=== Section Start ===

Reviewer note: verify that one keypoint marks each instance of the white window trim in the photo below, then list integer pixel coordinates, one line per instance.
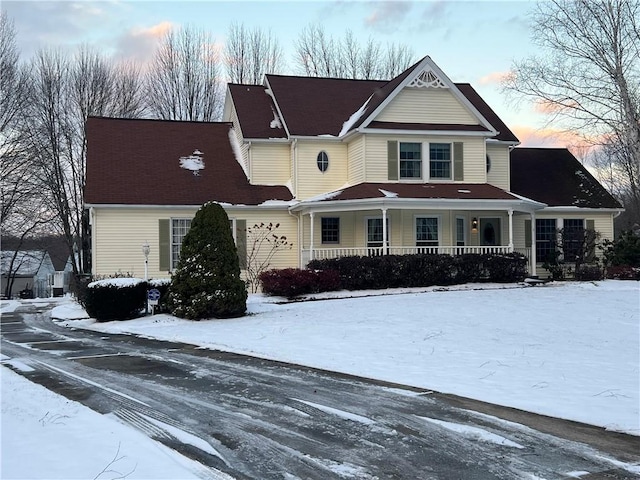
(465, 234)
(415, 225)
(366, 229)
(451, 163)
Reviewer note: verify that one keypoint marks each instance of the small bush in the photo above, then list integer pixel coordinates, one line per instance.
(115, 299)
(623, 272)
(588, 273)
(291, 282)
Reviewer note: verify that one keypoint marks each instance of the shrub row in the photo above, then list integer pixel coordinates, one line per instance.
(120, 298)
(292, 282)
(394, 271)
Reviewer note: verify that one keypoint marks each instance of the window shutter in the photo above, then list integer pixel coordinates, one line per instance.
(392, 160)
(241, 242)
(458, 161)
(164, 242)
(527, 233)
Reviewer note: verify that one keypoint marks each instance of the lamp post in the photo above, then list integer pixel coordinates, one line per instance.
(145, 250)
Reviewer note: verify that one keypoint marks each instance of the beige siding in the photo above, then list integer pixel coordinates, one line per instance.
(498, 174)
(270, 163)
(355, 154)
(474, 155)
(311, 181)
(119, 234)
(426, 105)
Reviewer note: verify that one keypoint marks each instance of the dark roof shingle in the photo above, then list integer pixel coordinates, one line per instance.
(137, 162)
(555, 177)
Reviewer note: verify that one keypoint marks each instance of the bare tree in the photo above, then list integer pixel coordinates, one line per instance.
(249, 54)
(318, 54)
(589, 78)
(64, 92)
(183, 81)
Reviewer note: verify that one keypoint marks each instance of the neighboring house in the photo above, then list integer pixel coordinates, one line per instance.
(26, 270)
(345, 167)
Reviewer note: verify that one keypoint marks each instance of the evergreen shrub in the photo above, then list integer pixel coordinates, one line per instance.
(206, 282)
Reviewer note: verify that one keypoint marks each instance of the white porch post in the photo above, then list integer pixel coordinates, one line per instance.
(385, 244)
(510, 230)
(534, 260)
(311, 216)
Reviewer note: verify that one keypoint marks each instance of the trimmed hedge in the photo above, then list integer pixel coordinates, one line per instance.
(423, 270)
(291, 282)
(115, 299)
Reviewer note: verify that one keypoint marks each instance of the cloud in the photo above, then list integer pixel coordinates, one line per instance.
(388, 16)
(494, 78)
(139, 43)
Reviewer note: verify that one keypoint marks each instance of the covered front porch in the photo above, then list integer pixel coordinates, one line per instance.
(372, 227)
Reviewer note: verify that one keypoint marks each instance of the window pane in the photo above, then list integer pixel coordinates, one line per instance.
(179, 228)
(410, 160)
(460, 232)
(573, 238)
(426, 231)
(545, 238)
(439, 160)
(330, 230)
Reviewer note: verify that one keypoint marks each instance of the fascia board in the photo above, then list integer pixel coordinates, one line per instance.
(393, 131)
(415, 203)
(227, 206)
(269, 92)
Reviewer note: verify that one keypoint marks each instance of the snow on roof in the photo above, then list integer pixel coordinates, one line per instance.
(388, 194)
(235, 146)
(193, 162)
(346, 126)
(26, 263)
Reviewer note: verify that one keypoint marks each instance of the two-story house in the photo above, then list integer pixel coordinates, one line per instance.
(344, 167)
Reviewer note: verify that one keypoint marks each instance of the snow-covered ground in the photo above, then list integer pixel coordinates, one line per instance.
(569, 350)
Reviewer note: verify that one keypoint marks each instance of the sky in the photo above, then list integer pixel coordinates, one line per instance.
(471, 41)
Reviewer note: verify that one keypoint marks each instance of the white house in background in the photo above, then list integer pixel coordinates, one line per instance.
(345, 167)
(26, 270)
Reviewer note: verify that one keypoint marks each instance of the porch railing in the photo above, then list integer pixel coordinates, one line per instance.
(326, 253)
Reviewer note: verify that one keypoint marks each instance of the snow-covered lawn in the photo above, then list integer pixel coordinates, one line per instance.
(568, 350)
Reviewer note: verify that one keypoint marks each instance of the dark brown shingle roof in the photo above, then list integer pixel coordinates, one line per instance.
(555, 177)
(137, 162)
(256, 112)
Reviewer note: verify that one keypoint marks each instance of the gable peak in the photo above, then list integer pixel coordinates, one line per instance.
(427, 78)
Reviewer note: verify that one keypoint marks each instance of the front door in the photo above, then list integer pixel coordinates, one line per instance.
(490, 232)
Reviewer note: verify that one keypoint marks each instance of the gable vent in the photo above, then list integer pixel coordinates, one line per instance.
(427, 79)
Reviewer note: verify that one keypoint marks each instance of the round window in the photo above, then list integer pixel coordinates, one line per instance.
(323, 161)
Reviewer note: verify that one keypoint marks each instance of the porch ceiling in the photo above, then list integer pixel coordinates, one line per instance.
(432, 196)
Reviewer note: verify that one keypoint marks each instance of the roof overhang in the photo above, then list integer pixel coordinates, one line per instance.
(517, 204)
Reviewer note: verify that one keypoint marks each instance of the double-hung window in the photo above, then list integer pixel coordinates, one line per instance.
(330, 230)
(572, 238)
(440, 161)
(374, 232)
(179, 228)
(410, 160)
(545, 238)
(427, 231)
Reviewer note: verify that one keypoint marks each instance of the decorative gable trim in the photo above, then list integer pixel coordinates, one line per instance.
(427, 79)
(428, 66)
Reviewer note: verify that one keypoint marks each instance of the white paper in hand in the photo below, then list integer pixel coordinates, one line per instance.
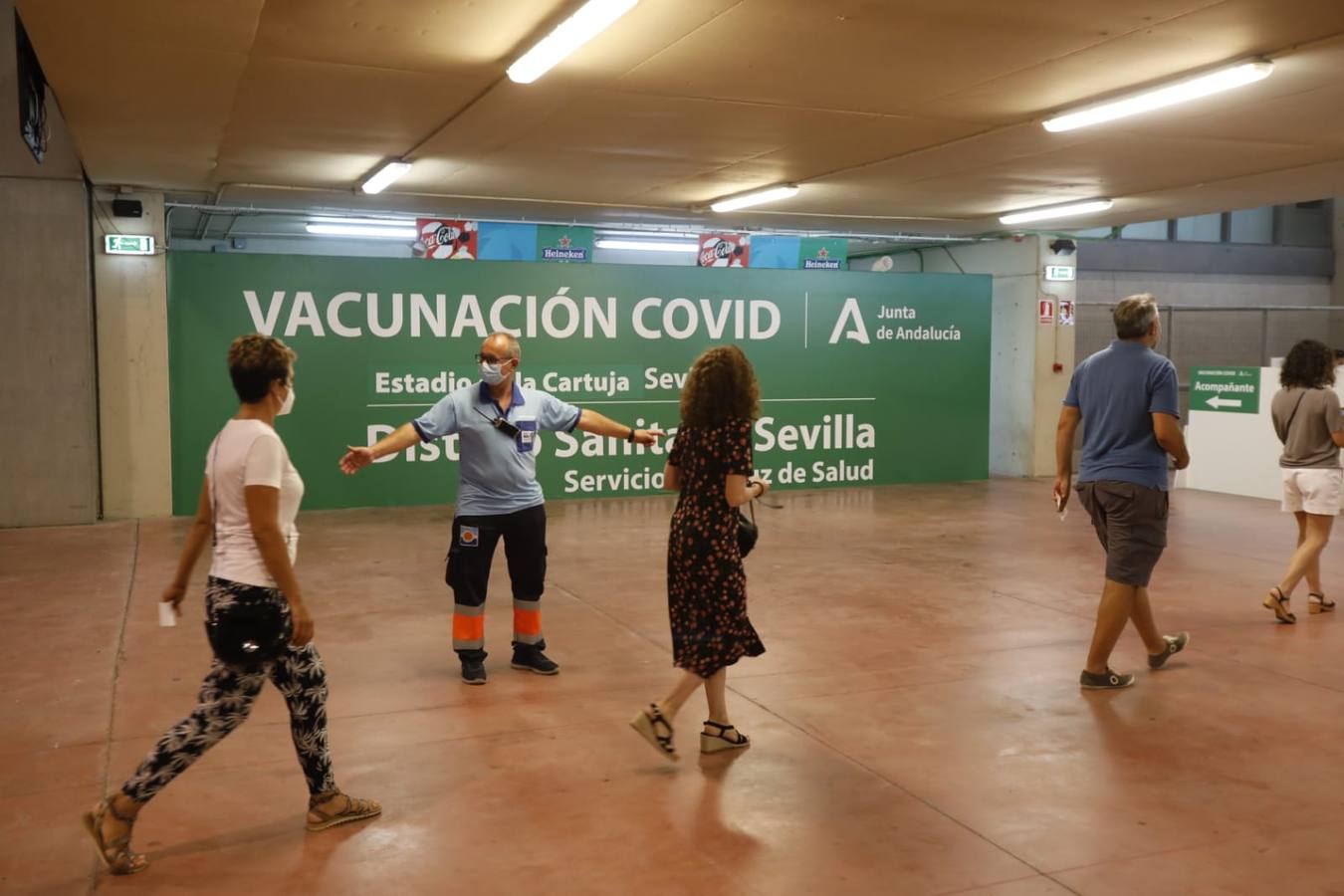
(167, 614)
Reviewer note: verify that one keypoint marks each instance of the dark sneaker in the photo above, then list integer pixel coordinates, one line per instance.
(1175, 644)
(535, 661)
(1109, 680)
(473, 672)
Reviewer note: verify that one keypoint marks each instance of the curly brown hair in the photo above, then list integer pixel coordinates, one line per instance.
(256, 361)
(1309, 364)
(721, 387)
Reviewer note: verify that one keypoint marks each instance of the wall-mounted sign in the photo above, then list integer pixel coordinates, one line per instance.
(127, 245)
(563, 243)
(824, 254)
(725, 250)
(1229, 389)
(452, 239)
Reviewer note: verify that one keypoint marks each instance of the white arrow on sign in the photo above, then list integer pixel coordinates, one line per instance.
(1218, 400)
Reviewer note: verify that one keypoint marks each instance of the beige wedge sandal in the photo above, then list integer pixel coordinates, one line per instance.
(114, 853)
(355, 810)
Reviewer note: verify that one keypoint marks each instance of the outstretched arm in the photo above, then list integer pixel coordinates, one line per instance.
(594, 422)
(356, 458)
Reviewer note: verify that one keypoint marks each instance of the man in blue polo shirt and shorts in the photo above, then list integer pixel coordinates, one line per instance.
(498, 496)
(1126, 396)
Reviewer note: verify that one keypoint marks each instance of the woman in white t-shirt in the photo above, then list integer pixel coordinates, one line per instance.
(249, 500)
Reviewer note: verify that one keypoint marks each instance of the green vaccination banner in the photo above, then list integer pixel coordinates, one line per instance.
(864, 377)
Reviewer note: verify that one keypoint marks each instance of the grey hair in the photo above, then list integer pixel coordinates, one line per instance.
(515, 350)
(1135, 316)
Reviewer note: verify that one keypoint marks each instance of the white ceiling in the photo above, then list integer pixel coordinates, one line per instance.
(917, 115)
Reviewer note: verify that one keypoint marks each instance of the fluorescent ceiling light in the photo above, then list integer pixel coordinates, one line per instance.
(1050, 212)
(648, 246)
(591, 19)
(361, 230)
(755, 198)
(384, 177)
(1172, 95)
(368, 222)
(645, 234)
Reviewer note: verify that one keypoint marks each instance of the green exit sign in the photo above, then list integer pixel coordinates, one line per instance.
(1230, 389)
(126, 245)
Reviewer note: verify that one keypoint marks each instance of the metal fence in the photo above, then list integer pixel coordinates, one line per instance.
(1197, 336)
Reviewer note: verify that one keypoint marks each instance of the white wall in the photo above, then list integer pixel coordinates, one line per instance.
(49, 461)
(1205, 289)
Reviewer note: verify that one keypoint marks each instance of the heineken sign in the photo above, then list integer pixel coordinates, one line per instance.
(1230, 389)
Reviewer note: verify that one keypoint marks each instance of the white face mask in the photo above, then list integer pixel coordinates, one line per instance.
(288, 404)
(491, 373)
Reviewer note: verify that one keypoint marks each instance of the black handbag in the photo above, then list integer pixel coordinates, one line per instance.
(249, 633)
(748, 531)
(246, 631)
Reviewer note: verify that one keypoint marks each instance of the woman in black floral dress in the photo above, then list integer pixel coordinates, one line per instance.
(710, 464)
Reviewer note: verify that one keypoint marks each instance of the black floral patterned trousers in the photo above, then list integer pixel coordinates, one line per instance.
(226, 699)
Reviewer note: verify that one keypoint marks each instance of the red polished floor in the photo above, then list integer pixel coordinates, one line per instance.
(917, 720)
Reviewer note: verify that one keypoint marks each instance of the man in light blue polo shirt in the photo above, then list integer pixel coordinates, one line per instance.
(1126, 396)
(498, 495)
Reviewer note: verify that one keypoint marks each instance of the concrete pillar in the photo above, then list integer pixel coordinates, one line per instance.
(131, 314)
(1337, 281)
(1054, 353)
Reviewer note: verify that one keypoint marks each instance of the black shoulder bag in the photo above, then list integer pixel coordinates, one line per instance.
(1287, 426)
(748, 531)
(245, 631)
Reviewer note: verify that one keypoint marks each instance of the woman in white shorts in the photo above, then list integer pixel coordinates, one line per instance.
(1308, 422)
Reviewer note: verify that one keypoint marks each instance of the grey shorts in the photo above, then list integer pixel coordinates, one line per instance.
(1131, 520)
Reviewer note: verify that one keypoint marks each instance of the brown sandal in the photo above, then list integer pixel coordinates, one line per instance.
(121, 860)
(355, 810)
(1275, 602)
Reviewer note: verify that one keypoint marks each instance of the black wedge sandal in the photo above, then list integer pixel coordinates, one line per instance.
(647, 723)
(1275, 602)
(714, 743)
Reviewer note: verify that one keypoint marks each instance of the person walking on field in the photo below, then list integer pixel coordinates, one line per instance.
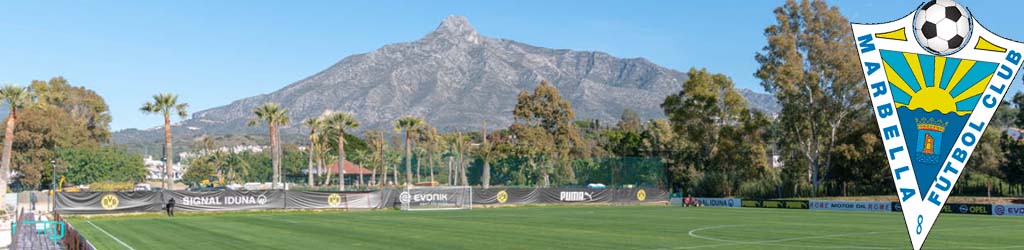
(170, 208)
(33, 200)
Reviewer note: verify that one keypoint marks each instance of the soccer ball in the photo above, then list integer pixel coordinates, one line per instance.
(942, 27)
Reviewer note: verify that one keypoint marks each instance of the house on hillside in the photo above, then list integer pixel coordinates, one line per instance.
(352, 172)
(155, 169)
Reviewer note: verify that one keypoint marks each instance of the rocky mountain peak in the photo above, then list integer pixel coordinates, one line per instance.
(455, 29)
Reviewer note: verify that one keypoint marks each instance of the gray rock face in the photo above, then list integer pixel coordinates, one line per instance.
(456, 79)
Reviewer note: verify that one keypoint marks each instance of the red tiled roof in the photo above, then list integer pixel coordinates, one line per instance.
(350, 168)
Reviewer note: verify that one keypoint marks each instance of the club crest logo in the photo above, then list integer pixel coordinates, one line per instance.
(935, 79)
(334, 200)
(502, 197)
(110, 202)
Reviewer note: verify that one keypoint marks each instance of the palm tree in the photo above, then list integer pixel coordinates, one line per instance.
(376, 139)
(411, 124)
(359, 158)
(312, 123)
(274, 116)
(434, 146)
(338, 123)
(165, 103)
(16, 97)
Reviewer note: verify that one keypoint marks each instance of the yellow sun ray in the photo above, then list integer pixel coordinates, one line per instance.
(940, 63)
(974, 90)
(911, 58)
(895, 80)
(962, 70)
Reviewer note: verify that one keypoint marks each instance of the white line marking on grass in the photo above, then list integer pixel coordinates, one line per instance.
(726, 242)
(109, 234)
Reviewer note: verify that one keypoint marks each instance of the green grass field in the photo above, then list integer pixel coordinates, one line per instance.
(548, 227)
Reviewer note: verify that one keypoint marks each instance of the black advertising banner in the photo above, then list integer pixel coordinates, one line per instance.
(435, 198)
(956, 208)
(557, 195)
(639, 195)
(505, 196)
(749, 203)
(777, 204)
(331, 200)
(968, 208)
(226, 200)
(108, 202)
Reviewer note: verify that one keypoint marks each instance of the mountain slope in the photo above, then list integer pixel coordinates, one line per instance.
(453, 77)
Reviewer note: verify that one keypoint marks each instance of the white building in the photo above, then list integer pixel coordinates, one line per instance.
(155, 169)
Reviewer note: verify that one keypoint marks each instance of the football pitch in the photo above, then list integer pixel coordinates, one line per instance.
(547, 227)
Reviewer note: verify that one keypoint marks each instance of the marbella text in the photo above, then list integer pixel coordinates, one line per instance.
(885, 111)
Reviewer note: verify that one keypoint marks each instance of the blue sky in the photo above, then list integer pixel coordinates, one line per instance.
(213, 52)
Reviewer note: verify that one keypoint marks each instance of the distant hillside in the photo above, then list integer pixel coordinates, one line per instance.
(453, 77)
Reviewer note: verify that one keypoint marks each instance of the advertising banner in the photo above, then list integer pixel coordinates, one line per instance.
(1008, 210)
(561, 195)
(331, 200)
(851, 206)
(108, 202)
(968, 208)
(957, 208)
(505, 196)
(435, 198)
(720, 202)
(639, 195)
(226, 200)
(777, 204)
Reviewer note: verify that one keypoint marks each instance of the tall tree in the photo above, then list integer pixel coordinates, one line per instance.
(545, 122)
(61, 117)
(273, 116)
(811, 67)
(411, 125)
(377, 146)
(16, 98)
(338, 123)
(726, 137)
(487, 153)
(312, 123)
(167, 103)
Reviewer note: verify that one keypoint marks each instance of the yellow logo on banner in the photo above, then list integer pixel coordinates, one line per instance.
(110, 202)
(334, 200)
(503, 197)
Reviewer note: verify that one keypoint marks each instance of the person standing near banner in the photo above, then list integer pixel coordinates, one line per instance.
(33, 200)
(170, 208)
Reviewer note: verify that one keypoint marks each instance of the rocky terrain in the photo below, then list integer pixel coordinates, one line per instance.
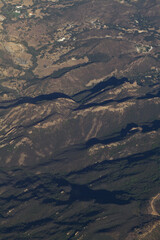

=== Section End ===

Task to complete: Going from the line holding "the person standing" to the last line of the data above, reproduce every line exactly, both included, with the pictures omitted.

Answer to the problem:
Reviewer note: verify that one keypoint marks each instance of the person standing near banner in the photo above, then list integer pixel coordinates, one line per instance.
(33, 200)
(170, 208)
Reviewer note: verify that one keypoint marks each instance of the rocky terrain in the photo below, then list integer pixel coordinates, one line per instance.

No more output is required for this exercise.